**Position identification records:**
--- --- ---
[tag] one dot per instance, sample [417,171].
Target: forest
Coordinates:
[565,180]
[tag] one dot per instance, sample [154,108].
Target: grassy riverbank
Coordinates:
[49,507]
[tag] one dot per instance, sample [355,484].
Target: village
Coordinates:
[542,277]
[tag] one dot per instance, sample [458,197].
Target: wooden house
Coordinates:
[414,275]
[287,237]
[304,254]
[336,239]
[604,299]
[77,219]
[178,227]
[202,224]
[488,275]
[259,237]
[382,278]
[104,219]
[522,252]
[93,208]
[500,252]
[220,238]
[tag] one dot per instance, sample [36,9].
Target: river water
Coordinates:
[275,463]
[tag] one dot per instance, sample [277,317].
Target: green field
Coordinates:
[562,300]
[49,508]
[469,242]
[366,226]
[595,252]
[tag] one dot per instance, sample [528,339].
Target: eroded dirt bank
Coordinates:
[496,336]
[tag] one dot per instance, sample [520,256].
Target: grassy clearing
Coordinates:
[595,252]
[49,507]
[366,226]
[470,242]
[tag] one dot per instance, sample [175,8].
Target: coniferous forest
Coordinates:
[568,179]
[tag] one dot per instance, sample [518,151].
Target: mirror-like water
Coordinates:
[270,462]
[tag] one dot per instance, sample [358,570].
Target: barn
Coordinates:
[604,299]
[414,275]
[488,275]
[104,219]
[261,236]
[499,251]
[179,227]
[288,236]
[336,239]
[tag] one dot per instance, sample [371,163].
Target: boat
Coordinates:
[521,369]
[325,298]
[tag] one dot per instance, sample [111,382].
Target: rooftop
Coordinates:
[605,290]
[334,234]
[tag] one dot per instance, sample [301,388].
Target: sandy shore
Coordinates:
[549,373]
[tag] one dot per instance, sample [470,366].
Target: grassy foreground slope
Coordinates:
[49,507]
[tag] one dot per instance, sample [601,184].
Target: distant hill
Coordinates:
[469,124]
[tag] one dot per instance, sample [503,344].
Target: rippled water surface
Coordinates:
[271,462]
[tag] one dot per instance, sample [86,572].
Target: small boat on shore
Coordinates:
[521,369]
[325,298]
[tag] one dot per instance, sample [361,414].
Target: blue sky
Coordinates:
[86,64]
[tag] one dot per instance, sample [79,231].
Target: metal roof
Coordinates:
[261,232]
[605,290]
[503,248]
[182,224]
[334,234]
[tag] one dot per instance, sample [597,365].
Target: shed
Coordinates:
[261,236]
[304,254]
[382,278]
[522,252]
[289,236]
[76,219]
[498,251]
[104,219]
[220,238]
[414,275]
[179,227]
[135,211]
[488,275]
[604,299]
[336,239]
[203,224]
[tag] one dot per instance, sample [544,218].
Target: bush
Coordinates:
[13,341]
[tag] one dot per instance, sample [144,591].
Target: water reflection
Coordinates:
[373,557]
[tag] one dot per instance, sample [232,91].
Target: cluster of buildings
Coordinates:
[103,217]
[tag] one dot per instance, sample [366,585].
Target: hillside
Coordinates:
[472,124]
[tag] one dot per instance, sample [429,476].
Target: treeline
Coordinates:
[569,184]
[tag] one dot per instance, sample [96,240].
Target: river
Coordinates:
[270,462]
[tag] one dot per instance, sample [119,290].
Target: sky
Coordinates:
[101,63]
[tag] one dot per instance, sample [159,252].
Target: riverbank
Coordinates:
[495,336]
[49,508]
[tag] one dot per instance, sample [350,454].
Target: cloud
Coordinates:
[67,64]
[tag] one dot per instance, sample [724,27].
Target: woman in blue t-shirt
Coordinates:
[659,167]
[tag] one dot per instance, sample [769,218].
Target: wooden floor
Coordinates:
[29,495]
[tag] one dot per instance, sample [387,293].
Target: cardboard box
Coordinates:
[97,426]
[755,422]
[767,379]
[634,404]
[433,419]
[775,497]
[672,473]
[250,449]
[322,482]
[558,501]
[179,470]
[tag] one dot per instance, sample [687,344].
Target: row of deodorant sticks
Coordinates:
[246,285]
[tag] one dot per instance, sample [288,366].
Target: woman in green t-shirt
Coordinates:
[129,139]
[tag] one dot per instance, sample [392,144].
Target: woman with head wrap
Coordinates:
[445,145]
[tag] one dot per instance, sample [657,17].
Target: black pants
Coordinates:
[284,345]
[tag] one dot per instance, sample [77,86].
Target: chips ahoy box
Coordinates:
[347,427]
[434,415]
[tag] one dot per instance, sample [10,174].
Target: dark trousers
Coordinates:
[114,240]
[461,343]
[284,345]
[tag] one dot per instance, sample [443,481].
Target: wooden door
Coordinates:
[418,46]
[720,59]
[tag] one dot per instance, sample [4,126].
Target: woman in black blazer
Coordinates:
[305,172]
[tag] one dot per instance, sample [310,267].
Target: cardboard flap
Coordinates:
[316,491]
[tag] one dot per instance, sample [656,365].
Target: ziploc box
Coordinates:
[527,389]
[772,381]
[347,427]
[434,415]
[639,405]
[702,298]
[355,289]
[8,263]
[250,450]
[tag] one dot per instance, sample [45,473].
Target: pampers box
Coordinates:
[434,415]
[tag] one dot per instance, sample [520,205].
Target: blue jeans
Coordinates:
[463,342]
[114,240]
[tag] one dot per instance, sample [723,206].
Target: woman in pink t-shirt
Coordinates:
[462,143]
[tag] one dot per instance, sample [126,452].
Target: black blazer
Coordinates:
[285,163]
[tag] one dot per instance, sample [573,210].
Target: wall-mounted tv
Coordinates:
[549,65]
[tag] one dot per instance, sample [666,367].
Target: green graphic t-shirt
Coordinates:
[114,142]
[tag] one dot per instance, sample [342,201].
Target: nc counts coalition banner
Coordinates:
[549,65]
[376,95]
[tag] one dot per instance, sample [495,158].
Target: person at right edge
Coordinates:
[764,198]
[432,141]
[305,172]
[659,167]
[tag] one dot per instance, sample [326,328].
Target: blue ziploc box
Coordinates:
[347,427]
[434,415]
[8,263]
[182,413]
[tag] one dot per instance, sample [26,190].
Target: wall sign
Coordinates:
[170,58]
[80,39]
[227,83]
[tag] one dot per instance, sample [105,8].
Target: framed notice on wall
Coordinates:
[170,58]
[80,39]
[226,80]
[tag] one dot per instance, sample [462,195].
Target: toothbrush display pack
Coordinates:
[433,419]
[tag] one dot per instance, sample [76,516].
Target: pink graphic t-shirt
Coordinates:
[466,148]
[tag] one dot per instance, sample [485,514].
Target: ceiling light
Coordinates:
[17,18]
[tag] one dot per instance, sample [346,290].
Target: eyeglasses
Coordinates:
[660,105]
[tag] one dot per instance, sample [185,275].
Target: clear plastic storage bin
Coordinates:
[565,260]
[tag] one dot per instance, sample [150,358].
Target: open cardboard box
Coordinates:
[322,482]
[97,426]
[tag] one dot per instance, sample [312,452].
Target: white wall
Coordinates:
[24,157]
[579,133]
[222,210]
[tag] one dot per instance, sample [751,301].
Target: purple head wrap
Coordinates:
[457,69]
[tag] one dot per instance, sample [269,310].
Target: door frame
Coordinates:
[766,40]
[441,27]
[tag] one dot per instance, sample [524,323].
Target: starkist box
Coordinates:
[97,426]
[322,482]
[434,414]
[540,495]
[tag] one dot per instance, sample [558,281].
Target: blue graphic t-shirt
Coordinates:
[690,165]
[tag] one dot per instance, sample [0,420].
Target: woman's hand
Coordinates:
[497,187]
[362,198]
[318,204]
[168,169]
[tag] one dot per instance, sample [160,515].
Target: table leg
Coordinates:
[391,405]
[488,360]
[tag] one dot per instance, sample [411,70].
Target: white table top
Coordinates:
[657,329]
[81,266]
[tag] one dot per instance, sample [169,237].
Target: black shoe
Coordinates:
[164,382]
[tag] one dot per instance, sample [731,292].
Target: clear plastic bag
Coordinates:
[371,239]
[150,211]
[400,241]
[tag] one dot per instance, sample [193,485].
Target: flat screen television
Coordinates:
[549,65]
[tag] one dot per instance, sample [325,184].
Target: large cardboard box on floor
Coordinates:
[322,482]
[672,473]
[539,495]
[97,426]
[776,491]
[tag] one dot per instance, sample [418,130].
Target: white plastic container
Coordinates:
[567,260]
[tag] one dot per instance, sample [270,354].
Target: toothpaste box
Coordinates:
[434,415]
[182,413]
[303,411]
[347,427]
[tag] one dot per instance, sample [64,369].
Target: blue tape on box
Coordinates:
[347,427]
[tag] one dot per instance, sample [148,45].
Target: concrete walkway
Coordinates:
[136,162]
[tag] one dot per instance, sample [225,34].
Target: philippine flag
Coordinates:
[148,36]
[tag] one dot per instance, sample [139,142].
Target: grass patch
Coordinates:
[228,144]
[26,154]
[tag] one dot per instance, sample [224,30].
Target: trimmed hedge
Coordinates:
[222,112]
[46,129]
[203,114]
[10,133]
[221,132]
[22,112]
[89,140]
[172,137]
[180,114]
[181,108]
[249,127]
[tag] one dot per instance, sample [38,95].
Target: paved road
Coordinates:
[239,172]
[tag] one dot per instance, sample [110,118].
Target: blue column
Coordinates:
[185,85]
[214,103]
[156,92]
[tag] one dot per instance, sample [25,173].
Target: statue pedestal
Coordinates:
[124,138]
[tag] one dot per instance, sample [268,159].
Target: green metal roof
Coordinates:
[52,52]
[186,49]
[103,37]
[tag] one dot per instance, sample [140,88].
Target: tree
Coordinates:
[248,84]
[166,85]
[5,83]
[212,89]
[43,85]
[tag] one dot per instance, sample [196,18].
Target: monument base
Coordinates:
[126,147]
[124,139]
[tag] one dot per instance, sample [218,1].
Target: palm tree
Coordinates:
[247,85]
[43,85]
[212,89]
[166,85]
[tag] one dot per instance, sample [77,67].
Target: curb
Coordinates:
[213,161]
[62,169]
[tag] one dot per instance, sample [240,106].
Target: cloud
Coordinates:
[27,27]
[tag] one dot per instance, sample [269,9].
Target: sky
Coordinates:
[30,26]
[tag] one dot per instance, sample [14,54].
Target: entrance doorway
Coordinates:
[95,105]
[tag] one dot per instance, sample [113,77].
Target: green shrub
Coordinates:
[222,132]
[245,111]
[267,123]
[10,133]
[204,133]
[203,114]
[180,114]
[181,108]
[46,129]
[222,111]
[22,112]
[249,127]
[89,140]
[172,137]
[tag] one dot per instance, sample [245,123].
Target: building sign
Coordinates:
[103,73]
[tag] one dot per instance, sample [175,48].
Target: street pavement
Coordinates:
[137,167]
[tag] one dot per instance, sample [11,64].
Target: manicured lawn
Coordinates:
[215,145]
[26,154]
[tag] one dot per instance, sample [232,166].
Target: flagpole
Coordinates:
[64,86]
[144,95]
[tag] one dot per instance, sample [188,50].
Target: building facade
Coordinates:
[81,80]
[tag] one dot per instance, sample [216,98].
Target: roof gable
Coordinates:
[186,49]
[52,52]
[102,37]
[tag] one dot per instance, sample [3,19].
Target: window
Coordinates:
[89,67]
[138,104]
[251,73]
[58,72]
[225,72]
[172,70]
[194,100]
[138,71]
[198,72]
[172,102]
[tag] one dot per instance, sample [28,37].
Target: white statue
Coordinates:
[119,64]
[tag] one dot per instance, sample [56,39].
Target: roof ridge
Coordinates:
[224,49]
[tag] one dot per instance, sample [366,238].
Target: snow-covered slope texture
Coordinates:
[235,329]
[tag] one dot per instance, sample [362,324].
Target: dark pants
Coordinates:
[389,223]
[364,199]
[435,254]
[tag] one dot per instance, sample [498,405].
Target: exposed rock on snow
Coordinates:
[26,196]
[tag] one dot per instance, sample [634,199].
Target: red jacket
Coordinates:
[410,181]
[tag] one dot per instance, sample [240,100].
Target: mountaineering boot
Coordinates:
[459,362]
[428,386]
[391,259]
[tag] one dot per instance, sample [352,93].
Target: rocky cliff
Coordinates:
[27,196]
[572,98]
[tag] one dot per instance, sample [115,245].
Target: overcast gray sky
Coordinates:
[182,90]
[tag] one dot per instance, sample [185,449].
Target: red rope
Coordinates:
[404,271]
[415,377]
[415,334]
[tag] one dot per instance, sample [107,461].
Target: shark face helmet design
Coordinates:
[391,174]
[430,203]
--- --- ---
**Task prompt:** Begin at the line containing "[tag] one dot per instance, sample [245,123]." and reproduce each line through the end of the records above.

**Full solution:**
[tag] one dot per instance, sample [245,123].
Target: building sign
Coordinates:
[103,73]
[tag] one dot per instance, sample [175,48].
Target: street pavement
Coordinates:
[137,167]
[tag] one dot per instance, sample [11,64].
Target: manicured lawn
Coordinates:
[215,145]
[26,154]
[tag] one dot per instance, sample [232,166].
Target: flagpole
Coordinates:
[64,86]
[144,95]
[tag] one dot per instance, sample [188,50].
Target: building facade
Coordinates:
[81,80]
[tag] one dot per instance, sample [216,98].
Target: roof gable
Coordinates:
[186,49]
[52,52]
[102,37]
[tag] one dot per instance, sample [3,19].
Target: window
Coordinates:
[89,67]
[138,104]
[251,73]
[58,72]
[225,72]
[172,70]
[194,100]
[138,71]
[198,72]
[172,102]
[tag] one dot per instance, sample [28,37].
Target: white statue
Coordinates:
[119,64]
[tag] one dot per instance, sample [56,39].
Target: roof ridge
Coordinates:
[224,49]
[tag] one dot per instance, sample [366,238].
Target: snow-covered slope texture
Coordinates:
[235,329]
[tag] one dot per instance, sample [362,324].
Target: dark pants
Coordinates:
[389,223]
[364,199]
[435,254]
[tag] one dot per instance, sample [498,405].
Target: exposed rock on snow
Coordinates:
[26,196]
[tag] one dot per instance, sample [634,199].
Target: red jacket
Coordinates:
[410,181]
[tag] one dot per instance, sample [240,100].
Target: mountaineering boot
Coordinates:
[459,362]
[428,386]
[391,259]
[tag] one dot per instance, sample [352,93].
Target: rocky cliff
Coordinates:
[27,196]
[572,98]
[tag] one dot per instance, sample [115,245].
Target: overcast gray sky
Coordinates:
[182,90]
[tag] one dot per instance, sample [185,449].
Target: red rope
Coordinates:
[404,271]
[415,377]
[415,334]
[tag] one dot per instance, sample [107,461].
Target: shark face helmet design
Coordinates:
[391,174]
[430,203]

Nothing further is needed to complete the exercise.